Dataset entries
Content starts
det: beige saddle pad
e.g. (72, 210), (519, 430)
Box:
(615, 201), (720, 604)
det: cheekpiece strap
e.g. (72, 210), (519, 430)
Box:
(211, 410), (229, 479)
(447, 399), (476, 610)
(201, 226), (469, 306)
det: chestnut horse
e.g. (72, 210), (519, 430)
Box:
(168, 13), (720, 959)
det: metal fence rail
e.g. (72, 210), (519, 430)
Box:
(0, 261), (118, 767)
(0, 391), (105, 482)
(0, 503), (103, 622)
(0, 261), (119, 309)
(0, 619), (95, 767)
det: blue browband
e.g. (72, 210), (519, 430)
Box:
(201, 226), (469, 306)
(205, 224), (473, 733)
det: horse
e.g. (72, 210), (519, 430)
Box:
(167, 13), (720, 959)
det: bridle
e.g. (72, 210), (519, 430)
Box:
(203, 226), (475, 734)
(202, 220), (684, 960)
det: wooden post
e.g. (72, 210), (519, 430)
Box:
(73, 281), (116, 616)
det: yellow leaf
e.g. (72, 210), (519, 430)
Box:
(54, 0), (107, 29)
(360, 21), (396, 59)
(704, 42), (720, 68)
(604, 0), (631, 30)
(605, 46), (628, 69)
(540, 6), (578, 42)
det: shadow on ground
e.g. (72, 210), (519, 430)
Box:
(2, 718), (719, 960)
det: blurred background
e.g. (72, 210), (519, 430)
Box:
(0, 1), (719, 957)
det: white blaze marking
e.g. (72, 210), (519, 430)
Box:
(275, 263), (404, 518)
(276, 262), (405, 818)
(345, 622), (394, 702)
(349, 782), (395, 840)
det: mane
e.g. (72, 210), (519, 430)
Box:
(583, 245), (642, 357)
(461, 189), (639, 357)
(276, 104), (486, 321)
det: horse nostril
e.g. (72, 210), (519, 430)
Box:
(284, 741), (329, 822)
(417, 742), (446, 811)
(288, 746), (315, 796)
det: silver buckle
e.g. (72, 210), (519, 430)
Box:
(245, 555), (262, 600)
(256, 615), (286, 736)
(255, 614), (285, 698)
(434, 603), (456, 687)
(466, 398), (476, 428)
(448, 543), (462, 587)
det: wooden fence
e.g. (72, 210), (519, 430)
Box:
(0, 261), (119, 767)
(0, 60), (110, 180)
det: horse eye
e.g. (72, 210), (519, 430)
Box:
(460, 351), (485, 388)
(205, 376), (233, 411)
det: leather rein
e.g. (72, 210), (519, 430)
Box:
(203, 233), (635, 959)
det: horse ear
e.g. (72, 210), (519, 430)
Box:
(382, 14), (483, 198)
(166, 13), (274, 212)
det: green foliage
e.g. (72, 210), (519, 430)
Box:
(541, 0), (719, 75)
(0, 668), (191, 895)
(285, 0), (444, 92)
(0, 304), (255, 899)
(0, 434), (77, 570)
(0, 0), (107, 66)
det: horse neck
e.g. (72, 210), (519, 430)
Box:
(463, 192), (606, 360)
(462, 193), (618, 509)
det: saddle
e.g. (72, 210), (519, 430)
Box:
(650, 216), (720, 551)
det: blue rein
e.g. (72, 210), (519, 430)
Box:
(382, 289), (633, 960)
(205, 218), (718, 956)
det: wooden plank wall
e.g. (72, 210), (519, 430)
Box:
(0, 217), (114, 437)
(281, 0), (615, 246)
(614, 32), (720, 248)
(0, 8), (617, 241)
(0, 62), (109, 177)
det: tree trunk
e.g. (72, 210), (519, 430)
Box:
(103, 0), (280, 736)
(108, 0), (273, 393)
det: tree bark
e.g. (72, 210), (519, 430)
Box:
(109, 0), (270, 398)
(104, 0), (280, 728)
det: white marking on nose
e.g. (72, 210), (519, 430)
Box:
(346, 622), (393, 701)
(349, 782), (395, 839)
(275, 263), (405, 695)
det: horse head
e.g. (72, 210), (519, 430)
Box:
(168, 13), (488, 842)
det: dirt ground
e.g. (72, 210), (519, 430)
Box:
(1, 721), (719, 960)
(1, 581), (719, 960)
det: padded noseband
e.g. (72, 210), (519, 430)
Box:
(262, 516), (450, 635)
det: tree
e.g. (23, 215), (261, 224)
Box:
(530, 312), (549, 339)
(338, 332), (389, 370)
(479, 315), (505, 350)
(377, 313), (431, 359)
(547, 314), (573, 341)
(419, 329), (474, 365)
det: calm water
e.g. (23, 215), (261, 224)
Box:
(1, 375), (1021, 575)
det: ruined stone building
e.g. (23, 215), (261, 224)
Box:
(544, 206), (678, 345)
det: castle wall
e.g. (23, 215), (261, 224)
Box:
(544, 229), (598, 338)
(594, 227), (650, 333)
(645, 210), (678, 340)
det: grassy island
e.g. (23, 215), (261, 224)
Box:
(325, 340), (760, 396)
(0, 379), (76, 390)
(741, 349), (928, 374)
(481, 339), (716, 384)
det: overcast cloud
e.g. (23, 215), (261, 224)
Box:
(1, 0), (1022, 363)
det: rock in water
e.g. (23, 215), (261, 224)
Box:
Content ends
## EXERCISE DETAILS
After reading the records above, transcribe them verbatim.

## ANSWER TO THIS PROBLEM
det: beige saddle pad
e.g. (72, 210), (519, 430)
Box:
(615, 201), (720, 604)
det: cheekpiece strap
e.g. (72, 210), (519, 430)
Box:
(211, 410), (229, 479)
(447, 399), (476, 610)
(201, 226), (469, 306)
det: chestnut horse
e.g. (72, 210), (519, 430)
Box:
(168, 13), (720, 959)
det: metal fence rail
e.g. (72, 210), (519, 430)
Box:
(0, 261), (118, 767)
(0, 391), (105, 482)
(0, 503), (103, 622)
(0, 261), (119, 309)
(0, 619), (95, 767)
det: blue browband
e.g. (72, 210), (519, 430)
Box:
(201, 226), (469, 306)
(205, 224), (473, 733)
det: horse
e.g. (72, 210), (519, 430)
Box:
(167, 13), (720, 959)
det: bridle
e.g. (72, 210), (519, 430)
Box:
(203, 226), (475, 734)
(202, 220), (684, 960)
det: wooden post
e.g. (72, 210), (519, 430)
Box:
(73, 281), (116, 616)
det: yellow leaf
e.g. (72, 210), (519, 430)
Box:
(54, 0), (107, 29)
(360, 21), (396, 59)
(704, 42), (720, 68)
(604, 0), (631, 30)
(605, 46), (628, 69)
(540, 6), (578, 42)
det: shadow on ground
e.g. (72, 210), (519, 430)
Box:
(2, 718), (719, 960)
det: blurred background
e.g. (72, 210), (519, 430)
Box:
(0, 1), (719, 957)
det: white blaze marking
e.g. (72, 210), (519, 430)
Box:
(275, 263), (404, 518)
(276, 262), (405, 818)
(345, 622), (394, 702)
(349, 782), (395, 840)
det: mane
e.g. (72, 210), (519, 430)
Box:
(583, 245), (642, 357)
(461, 189), (639, 357)
(276, 104), (486, 321)
det: horse nostril
e.g. (72, 210), (519, 430)
Box:
(284, 741), (329, 822)
(417, 742), (446, 811)
(288, 746), (315, 796)
det: silver buckle
e.g. (72, 210), (519, 430)
Box:
(245, 555), (262, 600)
(256, 615), (286, 736)
(255, 614), (285, 698)
(434, 603), (456, 687)
(466, 398), (476, 428)
(448, 543), (462, 587)
det: wooden fence
e.g. (72, 210), (519, 430)
Box:
(0, 261), (119, 767)
(0, 60), (110, 180)
det: horse eye
e.g. (72, 210), (519, 430)
Box:
(460, 351), (485, 388)
(205, 376), (233, 411)
det: leather rein
e.g. (72, 210), (519, 430)
Box:
(203, 233), (635, 959)
det: horse ear
e.g. (72, 210), (519, 430)
Box:
(382, 14), (483, 198)
(166, 13), (274, 212)
det: green foliage
e.g. (72, 210), (519, 430)
Box:
(541, 0), (719, 75)
(0, 668), (191, 895)
(285, 0), (444, 92)
(0, 304), (255, 899)
(0, 434), (77, 570)
(0, 0), (107, 66)
det: horse neck
e.g. (72, 210), (519, 430)
Box:
(463, 192), (606, 360)
(462, 193), (618, 509)
det: saddle
e.g. (72, 210), (519, 430)
Box:
(650, 216), (720, 551)
det: blue rein
e.g. (72, 210), (519, 430)
Box:
(382, 289), (633, 960)
(205, 218), (718, 956)
det: wooden plank wall
e.g. (72, 210), (519, 430)
Box:
(0, 217), (114, 437)
(281, 0), (615, 246)
(614, 32), (720, 248)
(0, 8), (617, 241)
(0, 62), (109, 177)
det: tree trunk
e.g. (72, 210), (519, 430)
Box:
(103, 0), (280, 736)
(108, 0), (273, 393)
det: tree bark
e.g. (72, 210), (519, 430)
Box:
(109, 0), (270, 398)
(104, 0), (280, 728)
det: white marking on nose
e.g. (72, 210), (519, 430)
Box:
(346, 622), (393, 701)
(349, 782), (395, 839)
(275, 263), (405, 695)
det: horse head
e.g. (72, 210), (519, 430)
Box:
(168, 13), (488, 842)
det: dirt ground
e.g. (72, 210), (519, 430)
Box:
(1, 721), (719, 960)
(1, 581), (719, 960)
det: padded noseband
e.g. (72, 210), (519, 430)
Box:
(262, 516), (450, 635)
det: tree
e.g. (23, 215), (261, 224)
Box:
(530, 312), (549, 339)
(338, 332), (389, 370)
(479, 315), (505, 350)
(377, 313), (431, 359)
(547, 314), (573, 341)
(419, 329), (474, 365)
det: calm water
e.g. (23, 215), (261, 224)
Box:
(1, 375), (1021, 575)
det: ruined stone building
e.g. (23, 215), (261, 224)
Box:
(544, 206), (678, 345)
det: castle wall
e.g. (23, 215), (261, 224)
Box:
(544, 229), (598, 338)
(594, 227), (650, 333)
(645, 210), (678, 340)
det: grassy island
e.g. (23, 215), (261, 224)
Box:
(325, 340), (760, 396)
(0, 379), (76, 390)
(741, 349), (928, 374)
(481, 339), (716, 384)
det: overcast cloud
e.g. (23, 215), (261, 224)
Box:
(1, 0), (1022, 363)
det: rock in water
e.g. (23, 215), (261, 224)
Box:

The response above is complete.